-- GIVEN PROBLEM --
Rewrite the data with "striped shirt" replaced by "plaid jacket" and everything else unchanged.

** START OF PROVIDED RECORDS **

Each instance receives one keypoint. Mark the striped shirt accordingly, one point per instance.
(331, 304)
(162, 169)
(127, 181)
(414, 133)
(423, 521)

** END OF PROVIDED RECORDS **

-- RESULT --
Each instance receives one keypoint. Mark the plaid jacket accordingly, one point per instance.
(331, 304)
(162, 169)
(127, 181)
(414, 133)
(423, 521)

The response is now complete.